WORK TO BE COMPLETED >> Search the data for the word "cave". Reproduce every line where it is found.

Stored data entries >>
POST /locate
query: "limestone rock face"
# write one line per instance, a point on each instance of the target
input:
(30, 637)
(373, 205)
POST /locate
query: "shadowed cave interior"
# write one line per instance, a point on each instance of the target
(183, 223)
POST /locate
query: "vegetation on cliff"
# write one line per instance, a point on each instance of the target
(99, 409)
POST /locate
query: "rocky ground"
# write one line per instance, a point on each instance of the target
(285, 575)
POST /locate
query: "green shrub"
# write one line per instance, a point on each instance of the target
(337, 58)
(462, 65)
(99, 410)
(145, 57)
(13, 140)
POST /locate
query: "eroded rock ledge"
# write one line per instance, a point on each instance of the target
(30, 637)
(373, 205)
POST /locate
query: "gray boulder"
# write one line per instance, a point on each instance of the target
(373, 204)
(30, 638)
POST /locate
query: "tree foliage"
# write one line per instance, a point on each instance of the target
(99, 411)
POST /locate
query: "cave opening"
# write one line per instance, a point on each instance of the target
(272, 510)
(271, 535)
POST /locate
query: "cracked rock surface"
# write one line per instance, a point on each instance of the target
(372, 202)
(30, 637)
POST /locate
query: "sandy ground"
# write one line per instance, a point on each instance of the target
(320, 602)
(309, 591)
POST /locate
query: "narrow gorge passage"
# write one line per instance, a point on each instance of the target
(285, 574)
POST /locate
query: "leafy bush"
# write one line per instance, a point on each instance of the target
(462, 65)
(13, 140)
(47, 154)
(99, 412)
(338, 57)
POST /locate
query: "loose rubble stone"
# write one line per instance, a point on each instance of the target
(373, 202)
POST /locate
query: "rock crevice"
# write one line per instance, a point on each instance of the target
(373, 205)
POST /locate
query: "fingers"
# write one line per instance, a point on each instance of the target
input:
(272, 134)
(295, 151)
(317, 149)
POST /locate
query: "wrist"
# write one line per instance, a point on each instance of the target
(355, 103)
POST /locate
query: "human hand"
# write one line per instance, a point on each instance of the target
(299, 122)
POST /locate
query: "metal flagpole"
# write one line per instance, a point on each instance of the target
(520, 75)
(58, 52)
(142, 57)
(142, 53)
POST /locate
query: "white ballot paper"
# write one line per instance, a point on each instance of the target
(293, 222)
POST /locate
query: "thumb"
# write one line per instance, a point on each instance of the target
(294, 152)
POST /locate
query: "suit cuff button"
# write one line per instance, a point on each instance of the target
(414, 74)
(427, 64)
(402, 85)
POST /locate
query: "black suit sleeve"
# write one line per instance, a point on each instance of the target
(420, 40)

RESULT FOR THIS EXERCISE >>
query: "shadowed cave interior"
query: "cave opening"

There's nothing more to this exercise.